→ What is expected
Make an exact copy of the entries, taking out every picture.

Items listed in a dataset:

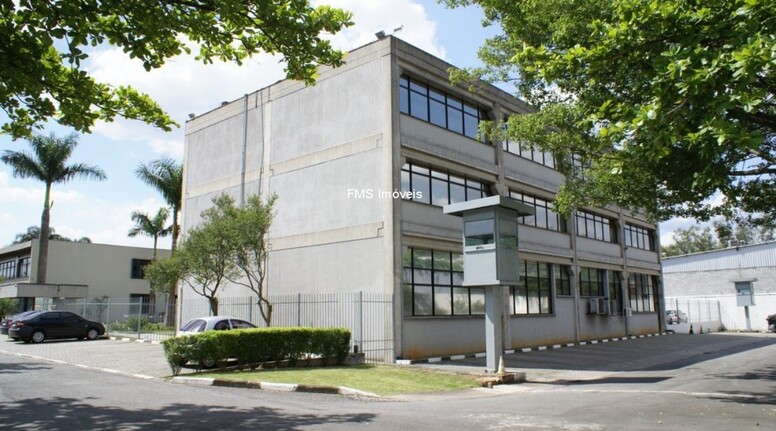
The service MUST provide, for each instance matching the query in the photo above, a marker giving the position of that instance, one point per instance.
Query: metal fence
(369, 316)
(142, 318)
(707, 312)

→ Answer to the problem
The service MUST provide, for each instance matching the query in the photo above, a marker giving the position of that instance, one point per instance.
Query: metal fence
(369, 316)
(142, 318)
(707, 312)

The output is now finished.